-- What the exercise asks --
From first line to last, the records below are to be duplicated exactly.

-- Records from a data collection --
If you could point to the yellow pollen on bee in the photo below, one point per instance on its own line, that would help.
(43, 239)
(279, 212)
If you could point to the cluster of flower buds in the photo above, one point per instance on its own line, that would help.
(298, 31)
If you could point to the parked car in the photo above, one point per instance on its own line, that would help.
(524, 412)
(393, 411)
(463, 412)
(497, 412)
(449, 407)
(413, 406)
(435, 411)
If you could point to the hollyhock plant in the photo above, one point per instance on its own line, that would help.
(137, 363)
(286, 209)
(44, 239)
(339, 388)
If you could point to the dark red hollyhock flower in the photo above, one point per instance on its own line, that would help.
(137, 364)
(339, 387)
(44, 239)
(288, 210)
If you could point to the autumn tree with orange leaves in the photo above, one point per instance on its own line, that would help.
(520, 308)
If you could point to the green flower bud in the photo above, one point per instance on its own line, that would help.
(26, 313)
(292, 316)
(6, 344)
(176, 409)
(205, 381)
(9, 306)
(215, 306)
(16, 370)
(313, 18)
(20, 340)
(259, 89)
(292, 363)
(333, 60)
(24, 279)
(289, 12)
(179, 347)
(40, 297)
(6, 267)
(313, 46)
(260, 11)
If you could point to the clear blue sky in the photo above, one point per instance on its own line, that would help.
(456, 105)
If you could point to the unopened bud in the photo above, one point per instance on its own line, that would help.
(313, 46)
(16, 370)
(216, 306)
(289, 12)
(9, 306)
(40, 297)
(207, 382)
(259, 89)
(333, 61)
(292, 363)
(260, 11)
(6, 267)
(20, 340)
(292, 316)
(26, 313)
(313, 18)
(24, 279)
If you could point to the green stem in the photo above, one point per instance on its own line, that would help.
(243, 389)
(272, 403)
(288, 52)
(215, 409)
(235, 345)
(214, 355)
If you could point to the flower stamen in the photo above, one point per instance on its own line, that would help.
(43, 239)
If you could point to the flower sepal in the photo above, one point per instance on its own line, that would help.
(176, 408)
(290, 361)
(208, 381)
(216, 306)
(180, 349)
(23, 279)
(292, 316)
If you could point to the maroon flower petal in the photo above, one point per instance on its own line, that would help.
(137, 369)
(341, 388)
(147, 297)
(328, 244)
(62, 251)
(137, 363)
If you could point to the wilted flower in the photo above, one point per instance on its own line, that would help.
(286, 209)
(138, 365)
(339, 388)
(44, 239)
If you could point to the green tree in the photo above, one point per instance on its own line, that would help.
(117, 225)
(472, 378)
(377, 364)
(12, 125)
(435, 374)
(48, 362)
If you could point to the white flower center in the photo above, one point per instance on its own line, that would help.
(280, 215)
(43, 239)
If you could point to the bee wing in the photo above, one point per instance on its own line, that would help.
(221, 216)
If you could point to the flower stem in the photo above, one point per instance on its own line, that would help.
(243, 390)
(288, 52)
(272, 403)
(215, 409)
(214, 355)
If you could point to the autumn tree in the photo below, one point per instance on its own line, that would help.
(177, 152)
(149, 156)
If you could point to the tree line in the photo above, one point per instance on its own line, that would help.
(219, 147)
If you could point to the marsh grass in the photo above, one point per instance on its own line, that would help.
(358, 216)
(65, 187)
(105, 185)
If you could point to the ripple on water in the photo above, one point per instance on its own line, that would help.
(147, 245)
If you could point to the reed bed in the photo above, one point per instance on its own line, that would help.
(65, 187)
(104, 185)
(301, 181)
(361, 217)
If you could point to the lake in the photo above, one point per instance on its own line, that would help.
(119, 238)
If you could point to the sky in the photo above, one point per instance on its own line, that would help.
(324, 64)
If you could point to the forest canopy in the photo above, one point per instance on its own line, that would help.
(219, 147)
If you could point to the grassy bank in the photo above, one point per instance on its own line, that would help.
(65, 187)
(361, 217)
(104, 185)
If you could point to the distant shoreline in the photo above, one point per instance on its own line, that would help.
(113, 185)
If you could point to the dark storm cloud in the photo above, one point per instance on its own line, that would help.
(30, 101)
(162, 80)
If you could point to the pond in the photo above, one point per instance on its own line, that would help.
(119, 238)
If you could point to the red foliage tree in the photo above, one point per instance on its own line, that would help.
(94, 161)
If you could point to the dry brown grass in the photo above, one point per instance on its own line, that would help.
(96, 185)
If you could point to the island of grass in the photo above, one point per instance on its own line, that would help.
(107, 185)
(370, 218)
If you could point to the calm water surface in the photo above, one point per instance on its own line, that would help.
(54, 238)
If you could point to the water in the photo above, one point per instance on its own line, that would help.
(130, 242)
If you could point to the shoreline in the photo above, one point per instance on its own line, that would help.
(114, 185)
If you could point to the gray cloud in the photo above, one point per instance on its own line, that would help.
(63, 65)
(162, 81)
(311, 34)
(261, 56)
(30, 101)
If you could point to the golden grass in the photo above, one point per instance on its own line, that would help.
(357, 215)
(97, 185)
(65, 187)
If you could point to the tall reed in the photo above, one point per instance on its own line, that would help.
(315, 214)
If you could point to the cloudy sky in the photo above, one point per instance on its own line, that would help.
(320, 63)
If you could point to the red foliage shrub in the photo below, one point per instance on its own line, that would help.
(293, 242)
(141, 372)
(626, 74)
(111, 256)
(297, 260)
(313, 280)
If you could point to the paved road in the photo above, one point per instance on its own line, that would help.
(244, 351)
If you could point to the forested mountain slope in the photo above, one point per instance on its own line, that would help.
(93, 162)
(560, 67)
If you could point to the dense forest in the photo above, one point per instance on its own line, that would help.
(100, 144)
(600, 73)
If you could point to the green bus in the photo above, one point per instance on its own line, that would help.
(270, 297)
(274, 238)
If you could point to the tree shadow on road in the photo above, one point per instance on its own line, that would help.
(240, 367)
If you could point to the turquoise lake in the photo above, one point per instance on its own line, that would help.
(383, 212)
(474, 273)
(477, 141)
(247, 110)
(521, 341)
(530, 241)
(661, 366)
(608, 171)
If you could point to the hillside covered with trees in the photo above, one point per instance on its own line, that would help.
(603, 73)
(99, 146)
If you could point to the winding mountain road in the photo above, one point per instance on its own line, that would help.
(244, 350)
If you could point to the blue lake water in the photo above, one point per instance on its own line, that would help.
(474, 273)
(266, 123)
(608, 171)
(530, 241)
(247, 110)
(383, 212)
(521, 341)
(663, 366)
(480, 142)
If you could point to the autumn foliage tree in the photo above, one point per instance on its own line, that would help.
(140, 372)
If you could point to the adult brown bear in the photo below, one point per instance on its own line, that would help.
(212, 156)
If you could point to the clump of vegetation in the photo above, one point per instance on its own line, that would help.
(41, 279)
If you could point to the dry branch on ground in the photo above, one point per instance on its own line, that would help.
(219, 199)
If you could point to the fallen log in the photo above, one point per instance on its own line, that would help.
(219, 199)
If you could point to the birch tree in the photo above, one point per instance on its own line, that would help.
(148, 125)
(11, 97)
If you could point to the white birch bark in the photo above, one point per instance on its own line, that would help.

-- Problem solution --
If you could point to the yellow pollen on bee in the photo below, one point per instance on its own line, that would help.
(43, 239)
(279, 212)
If you could point to the cluster of flower buds in the photo above, one point per instance on its own line, that would help.
(298, 31)
If you could point to the parked car in the photo above, one point per instance on its own line, that would help.
(524, 412)
(393, 411)
(463, 412)
(497, 412)
(449, 407)
(413, 406)
(435, 411)
If you could point to the hollyhock plant in the photo above, one point per instance on its own line, that would help.
(137, 363)
(286, 209)
(44, 239)
(339, 388)
If you could point to the dark red hollyhock flower in the photo above, one point per instance on its own line, that would help.
(137, 364)
(339, 387)
(44, 239)
(288, 210)
If you could point to the autumn tree with orange leaves in the photo above, one point per instance on its own line, that would help.
(520, 308)
If you could point to the green flower bud in the photo above, one point per instance on its own line, that would help.
(26, 313)
(292, 316)
(6, 344)
(176, 409)
(205, 381)
(9, 306)
(215, 306)
(16, 370)
(313, 18)
(20, 340)
(259, 89)
(292, 363)
(333, 60)
(24, 279)
(289, 12)
(179, 347)
(40, 297)
(6, 267)
(313, 46)
(260, 11)
If you could point to the clear blue sky in the photo above, one point per instance on its own line, that would help.
(456, 105)
If you could point to the unopened bud in the photo above, one point per instance on its own line, that would help.
(313, 46)
(16, 370)
(216, 306)
(289, 12)
(9, 306)
(40, 297)
(207, 382)
(259, 89)
(333, 61)
(292, 363)
(260, 11)
(6, 267)
(20, 340)
(292, 316)
(26, 313)
(313, 18)
(24, 279)
If you could point to the green stem in the photo above, one point per instance on its own line, that would help.
(243, 389)
(272, 403)
(288, 52)
(215, 409)
(235, 345)
(214, 355)
If you could point to the flower stamen in the photo above, one point per instance on its own line, that would help.
(43, 239)
If you could point to the flower sepal in the photo above, one point per instance on its own line, that would help.
(176, 408)
(290, 361)
(208, 381)
(216, 306)
(180, 349)
(23, 279)
(292, 316)
If you could point to the maroon flower petal in the photo above, one point per instance on its own line, that would help.
(137, 369)
(341, 388)
(147, 297)
(328, 244)
(62, 251)
(137, 363)
If you could point to the wilted flower in the photo above, one point per instance on its own line, that would help.
(286, 209)
(138, 365)
(339, 388)
(44, 239)
If you could point to the green tree in the photo above, one point per instance on its own line, that would help.
(117, 225)
(472, 378)
(377, 364)
(12, 125)
(435, 374)
(48, 362)
If you could point to the white flower center in the photo above, one point per instance on its own line, that would help.
(280, 215)
(43, 239)
If you could point to the bee wing in the photo above, one point per instance on its own line, that would help.
(221, 216)
If you could point to the flower stem in the photo above, one point per instance on its own line, that would help.
(243, 390)
(288, 52)
(272, 403)
(215, 409)
(214, 355)
If you could point to the autumn tree in the photo below, one point per instance on its own line, that would help.
(177, 152)
(149, 156)
If you could point to the tree line in the photo above, one point per instance on its own line, that would help.
(219, 147)
If you could point to the marsh grass in the photo above, one point per instance on its own line, that would help.
(358, 216)
(65, 187)
(105, 185)
If you could point to the ripple on water in the photo above, one point per instance on its own line, that would help.
(147, 245)
If you could point to the reed bed in the photo above, one point per instance on its own line, that would help.
(65, 187)
(104, 185)
(301, 181)
(361, 217)
If you could point to the lake in the photo above, one point per instance on its own line, that would help.
(119, 238)
If you could point to the sky in the photo above, one point per instance on its own line, that would help.
(324, 64)
If you could point to the forest canopy in the photo above, one point per instance on its own line, that would help.
(219, 147)
If you could point to the grassy bank in the photo above, one point per instance on its own line, that would help.
(65, 187)
(361, 217)
(104, 185)
If you could point to the distant shoreline in the photo above, one point per instance on its own line, that would help.
(113, 185)
If you could point to the dark storm cloud in the photo above, one point per instance on its own line, that would help.
(30, 101)
(162, 80)
If you could point to the pond in the photo above, one point per instance on its own line, that would help.
(119, 238)
If you could point to the red foliage tree in the photo above, one point per instance on its own line, that would help.
(94, 161)
If you could point to the dry brown grass in the photo above, one point per instance on its own line, that would help.
(96, 185)
If you could point to the island of grass in the photo above, one point per instance on its own line, that would help.
(107, 185)
(370, 218)
If you could point to the calm water surface in the photo above, one point per instance on its own line, that would help.
(54, 238)
If you could point to the water in the photo above, one point per instance on its own line, that would help.
(130, 242)
If you could point to the shoreline in the photo above, one point per instance on its own line, that would help.
(114, 185)
If you could point to the gray cloud in the photo above, one point per instance on its own line, that would help.
(63, 65)
(162, 81)
(311, 34)
(261, 56)
(30, 101)
If you could point to the golden grass in the photo above, one point per instance on its own line, that would help.
(357, 215)
(97, 185)
(65, 187)
If you could point to the tall reed in the photo above, one point per instance on its own line, that would help.
(315, 214)
If you could point to the cloudy sky in the photo above, one point per instance on its own line, that would help.
(320, 63)
If you could point to the red foliage shrub in the photo below, one point per instance on its own line, that would help.
(293, 242)
(141, 372)
(626, 74)
(111, 256)
(297, 260)
(313, 280)
If you could point to the paved road in the photo above, one point per instance on its own line, that would help.
(244, 351)
If you could point to the forested mountain slope in the photo above, one point per instance on its own line, that would help.
(93, 162)
(560, 67)
If you could point to the dense forest in the photo above, one point per instance on its own line, that would help.
(100, 144)
(600, 73)
If you could point to the green bus in the photo above, one point per instance on its own line, that would help.
(270, 297)
(274, 238)
If you could point to the tree shadow on road in the photo above, one point per instance on its own line, that would help.
(240, 367)
If you could point to the turquoise lake in the photo above, one point per instance on its own line, that would help.
(383, 212)
(474, 273)
(477, 141)
(247, 110)
(521, 341)
(530, 241)
(661, 366)
(608, 171)
If you could point to the hillside covered with trees in the photo above, one point per instance on its own line, that would help.
(603, 73)
(99, 146)
If you could point to the winding mountain road in the photo above, one point per instance on its own line, that would help.
(244, 350)
If you could point to the blue lake water in the photo above, one point per instance on its own line, that would help.
(474, 273)
(266, 123)
(608, 171)
(530, 241)
(247, 110)
(383, 212)
(521, 341)
(663, 366)
(480, 142)
If you could point to the autumn foliage tree in the photo above, one point per instance on its own line, that would help.
(140, 372)
If you could point to the adult brown bear in the photo below, one point per instance on its own line, that would help.
(212, 156)
If you could point to the clump of vegetation in the photo above, one point per instance on its own line, that would help.
(41, 279)
If you could point to the dry branch on ground in the photo above, one point per instance on its own line, that would help.
(219, 199)
If you could point to the fallen log in the photo above, one point per instance on its own line, that would help.
(219, 199)
If you could point to the birch tree in the photo above, one point per instance on its own line, that would help.
(148, 125)
(11, 97)
If you could point to the white birch bark in the photo above, one point per instance on its own line, that would help.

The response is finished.